*JOB:*
Write out the listing below again, putting "fair-haired" in place of every "blonde" and keeping everything else the same.

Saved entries
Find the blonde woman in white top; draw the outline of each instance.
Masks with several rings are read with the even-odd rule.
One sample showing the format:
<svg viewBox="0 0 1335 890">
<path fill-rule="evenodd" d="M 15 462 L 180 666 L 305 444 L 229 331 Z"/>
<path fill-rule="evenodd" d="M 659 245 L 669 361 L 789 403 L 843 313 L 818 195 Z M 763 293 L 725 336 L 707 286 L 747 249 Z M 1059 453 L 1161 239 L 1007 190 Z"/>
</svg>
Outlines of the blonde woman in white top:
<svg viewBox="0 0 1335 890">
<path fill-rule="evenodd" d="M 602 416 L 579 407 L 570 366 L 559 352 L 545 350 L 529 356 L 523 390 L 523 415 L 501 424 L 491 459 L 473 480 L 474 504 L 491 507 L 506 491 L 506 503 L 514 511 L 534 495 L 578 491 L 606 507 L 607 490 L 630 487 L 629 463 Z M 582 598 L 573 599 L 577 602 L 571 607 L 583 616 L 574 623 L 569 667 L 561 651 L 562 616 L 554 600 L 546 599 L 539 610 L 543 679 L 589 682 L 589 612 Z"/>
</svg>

*EXPECTED ANSWER:*
Find the fair-haired woman in white top; draw the outline of each instance.
Masks with several rings are read with the even-odd rule.
One sample showing the format:
<svg viewBox="0 0 1335 890">
<path fill-rule="evenodd" d="M 15 462 L 180 666 L 305 444 L 229 331 Z"/>
<path fill-rule="evenodd" d="M 659 245 L 669 361 L 789 403 L 843 313 L 818 195 Z M 763 293 L 725 336 L 707 286 L 747 249 Z M 1059 453 L 1161 239 L 1007 190 Z"/>
</svg>
Outlines of the fair-haired woman in white top:
<svg viewBox="0 0 1335 890">
<path fill-rule="evenodd" d="M 602 416 L 579 407 L 570 366 L 559 352 L 545 350 L 529 356 L 523 390 L 523 415 L 501 424 L 491 459 L 473 480 L 474 504 L 491 507 L 506 491 L 506 503 L 514 511 L 534 495 L 578 491 L 606 507 L 607 490 L 630 487 L 629 463 Z M 582 598 L 573 599 L 577 602 L 571 607 L 583 616 L 574 623 L 569 667 L 561 651 L 562 616 L 554 600 L 546 599 L 539 610 L 543 679 L 589 682 L 589 612 Z"/>
</svg>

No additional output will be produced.